### YOUR OBJECTIVE
Repeat every row below word for word, but leave the pictures out of your answer.

### DATASET CONTENT
_ _ _ _ _

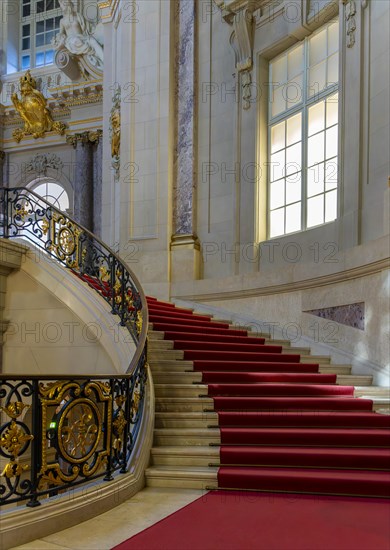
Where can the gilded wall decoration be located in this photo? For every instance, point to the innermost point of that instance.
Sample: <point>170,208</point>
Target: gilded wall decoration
<point>32,107</point>
<point>115,132</point>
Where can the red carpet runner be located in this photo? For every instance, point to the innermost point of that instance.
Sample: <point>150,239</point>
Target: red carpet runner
<point>284,427</point>
<point>224,520</point>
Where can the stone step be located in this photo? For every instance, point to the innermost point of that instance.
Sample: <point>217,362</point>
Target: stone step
<point>189,388</point>
<point>185,456</point>
<point>381,392</point>
<point>183,437</point>
<point>186,436</point>
<point>381,405</point>
<point>162,354</point>
<point>163,365</point>
<point>166,354</point>
<point>354,380</point>
<point>167,437</point>
<point>155,335</point>
<point>160,345</point>
<point>177,377</point>
<point>180,390</point>
<point>195,477</point>
<point>335,369</point>
<point>186,419</point>
<point>318,359</point>
<point>196,378</point>
<point>183,404</point>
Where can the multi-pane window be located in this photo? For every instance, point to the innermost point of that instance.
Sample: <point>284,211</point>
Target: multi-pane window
<point>40,23</point>
<point>303,134</point>
<point>53,193</point>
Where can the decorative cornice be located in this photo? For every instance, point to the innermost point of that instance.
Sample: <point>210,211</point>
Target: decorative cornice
<point>324,280</point>
<point>91,136</point>
<point>83,94</point>
<point>108,9</point>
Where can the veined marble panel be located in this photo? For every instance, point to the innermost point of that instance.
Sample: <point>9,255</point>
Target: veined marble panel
<point>351,315</point>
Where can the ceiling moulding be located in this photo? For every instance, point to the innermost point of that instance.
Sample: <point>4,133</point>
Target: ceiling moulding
<point>108,9</point>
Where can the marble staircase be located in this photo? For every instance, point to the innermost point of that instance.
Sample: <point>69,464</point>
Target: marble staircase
<point>185,452</point>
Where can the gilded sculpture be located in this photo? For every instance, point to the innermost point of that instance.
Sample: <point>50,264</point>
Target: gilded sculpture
<point>32,107</point>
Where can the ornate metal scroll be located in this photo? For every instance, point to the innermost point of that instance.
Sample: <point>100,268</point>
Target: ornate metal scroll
<point>29,216</point>
<point>59,433</point>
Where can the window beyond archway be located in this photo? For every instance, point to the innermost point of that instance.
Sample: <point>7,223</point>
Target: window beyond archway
<point>53,193</point>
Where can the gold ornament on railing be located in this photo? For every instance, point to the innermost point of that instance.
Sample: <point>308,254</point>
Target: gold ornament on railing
<point>14,440</point>
<point>139,322</point>
<point>32,107</point>
<point>65,240</point>
<point>14,409</point>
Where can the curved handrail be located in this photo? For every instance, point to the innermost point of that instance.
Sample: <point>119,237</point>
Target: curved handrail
<point>97,417</point>
<point>84,253</point>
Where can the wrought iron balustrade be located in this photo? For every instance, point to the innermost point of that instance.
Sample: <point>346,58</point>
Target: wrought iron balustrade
<point>59,432</point>
<point>25,214</point>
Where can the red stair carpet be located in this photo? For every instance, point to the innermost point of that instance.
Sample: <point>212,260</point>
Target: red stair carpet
<point>284,426</point>
<point>227,520</point>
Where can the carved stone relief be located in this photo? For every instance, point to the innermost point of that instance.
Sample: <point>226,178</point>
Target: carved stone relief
<point>240,16</point>
<point>79,44</point>
<point>41,162</point>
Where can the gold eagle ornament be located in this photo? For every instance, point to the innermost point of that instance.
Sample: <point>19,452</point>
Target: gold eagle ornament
<point>32,107</point>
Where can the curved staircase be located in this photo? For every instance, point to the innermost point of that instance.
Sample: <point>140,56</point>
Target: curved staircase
<point>236,410</point>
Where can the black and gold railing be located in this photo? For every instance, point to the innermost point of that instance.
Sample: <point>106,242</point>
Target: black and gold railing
<point>59,432</point>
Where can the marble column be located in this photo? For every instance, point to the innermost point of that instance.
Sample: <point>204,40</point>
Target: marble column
<point>83,183</point>
<point>2,164</point>
<point>97,184</point>
<point>185,248</point>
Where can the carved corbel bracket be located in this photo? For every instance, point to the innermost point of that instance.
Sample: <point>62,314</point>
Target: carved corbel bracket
<point>239,14</point>
<point>350,12</point>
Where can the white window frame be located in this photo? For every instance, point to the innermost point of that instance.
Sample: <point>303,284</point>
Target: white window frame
<point>33,19</point>
<point>303,108</point>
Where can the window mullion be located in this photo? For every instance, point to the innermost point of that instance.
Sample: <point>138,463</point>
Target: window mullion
<point>304,134</point>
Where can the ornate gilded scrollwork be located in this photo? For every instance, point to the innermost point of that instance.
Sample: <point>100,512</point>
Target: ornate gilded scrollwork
<point>32,107</point>
<point>14,440</point>
<point>139,322</point>
<point>65,240</point>
<point>81,429</point>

_ _ _ _ _

### FULL RESPONSE
Where can the gilded wall decoration be located in this photo? For every instance, point to the innermost point of that instance.
Sample: <point>170,208</point>
Target: gilded wall decoration
<point>32,107</point>
<point>115,132</point>
Where can the red carpet runner be located in this photo? For every instance, point to the innermost point of that instance.
Sample: <point>150,239</point>
Target: red carpet runner
<point>284,427</point>
<point>224,520</point>
Where can the stone step be located in this photo? For every instance, point to the innermost point of that instance.
Sample: <point>217,362</point>
Target: stone step
<point>189,388</point>
<point>185,456</point>
<point>381,392</point>
<point>183,437</point>
<point>186,436</point>
<point>381,405</point>
<point>162,354</point>
<point>163,365</point>
<point>166,354</point>
<point>354,380</point>
<point>167,437</point>
<point>155,335</point>
<point>160,345</point>
<point>177,377</point>
<point>180,390</point>
<point>195,477</point>
<point>335,369</point>
<point>186,419</point>
<point>318,359</point>
<point>196,378</point>
<point>183,404</point>
Where can the multi-pane window be located in this photo? For every instance, point to the innermost point of that instance.
Sample: <point>284,211</point>
Target: multi-pane window
<point>40,23</point>
<point>303,134</point>
<point>53,193</point>
Where can the decorative cornice be located in this photo? For every instance, point to the innermost point of that instance.
Sample: <point>210,211</point>
Target: decorative cornice
<point>324,280</point>
<point>91,136</point>
<point>83,94</point>
<point>108,9</point>
Where can the veined marble panel be located in this photo? For every instance, point to the innermost point of that instance.
Sample: <point>9,255</point>
Target: veined marble panel
<point>351,315</point>
Where can the ceiling moulding be located in this photo? For every instance, point to the innermost point of that instance.
Sample: <point>4,133</point>
Target: ceiling moulding
<point>108,9</point>
Where can the marble staircase be located in this photo? For every instance, point to the innermost point of that instance.
Sample: <point>69,464</point>
Target: marble staircase
<point>185,452</point>
Where can the gilded sculpture be located in this photo? For every instance, point to the innermost point of that instance.
Sample: <point>50,264</point>
Target: gilded sculpture
<point>32,107</point>
Where can the ornate metal scroll be located in this photo? For every instance, point to the innermost point of that instance.
Sample: <point>100,268</point>
Target: ornate metal scroll
<point>29,216</point>
<point>59,433</point>
Where can the window beyond archway be located in this photo? For every instance, point to the innermost point of that instance.
Sample: <point>7,223</point>
Target: window beyond archway
<point>53,193</point>
Where can the gold ornament on railing be located in this photo? For every instance, point to the innermost point of that instance.
Sample: <point>308,254</point>
Target: gold ornament on railing
<point>14,440</point>
<point>139,322</point>
<point>32,107</point>
<point>65,240</point>
<point>14,409</point>
Where can the curved handrail be located in this photo? For every instance, point to the innermost point of that instance.
Sample: <point>119,237</point>
Target: curved handrail
<point>97,417</point>
<point>84,253</point>
Where can the wrought iron balustrade be located in this photo? For every instance, point to the innermost point of that instance.
Sample: <point>346,58</point>
Target: wrought iron balustrade
<point>59,432</point>
<point>25,214</point>
Where can the red stair carpet be located in this photo? For every instance, point to the innermost point of that instance.
Sample: <point>212,260</point>
Target: red stair carpet
<point>284,426</point>
<point>227,520</point>
Where can the carved stone relief be located in this photo? For every instance, point to the innermost point of that instance.
Sample: <point>226,178</point>
Target: carved stone relief
<point>240,16</point>
<point>79,44</point>
<point>41,162</point>
Where can the gold eagle ornament be located in this photo? For every instance, point to the innermost point of that instance.
Sample: <point>19,452</point>
Target: gold eagle ornament
<point>32,107</point>
Where can the curved staircase be located in this photo? For every instance, point to the innermost point of that instance.
Sample: <point>140,56</point>
Target: curved staircase
<point>236,410</point>
Where can the black and gold railing be located in this photo? For every instance, point to the innermost point of that instance.
Sample: <point>106,242</point>
Target: black and gold railing
<point>59,432</point>
Where can the marble column be located in this photo? For every instance, point to the innermost point of that instance.
Sample: <point>204,40</point>
Target: marble column
<point>83,183</point>
<point>2,164</point>
<point>97,184</point>
<point>185,248</point>
Where can the carved corbel bracket be located in this photo? For every instance, point to the innermost point of that instance.
Sample: <point>62,314</point>
Target: carved corbel bracket
<point>239,14</point>
<point>350,12</point>
Where can the white window frame be located in this photo? For every instance, point to the innermost point of that instance.
Sample: <point>303,284</point>
Target: white window frame
<point>33,19</point>
<point>303,108</point>
Where can the window mullion be located in this photo? For every instance, point to the innermost point of that instance.
Sample: <point>138,463</point>
Target: window mullion
<point>304,134</point>
Where can the ornate gilded scrollwork be located in this photo? For every instance, point to the innermost point of that instance.
Sample: <point>100,512</point>
Target: ornate gilded scrollwork
<point>32,107</point>
<point>14,440</point>
<point>139,322</point>
<point>65,240</point>
<point>81,429</point>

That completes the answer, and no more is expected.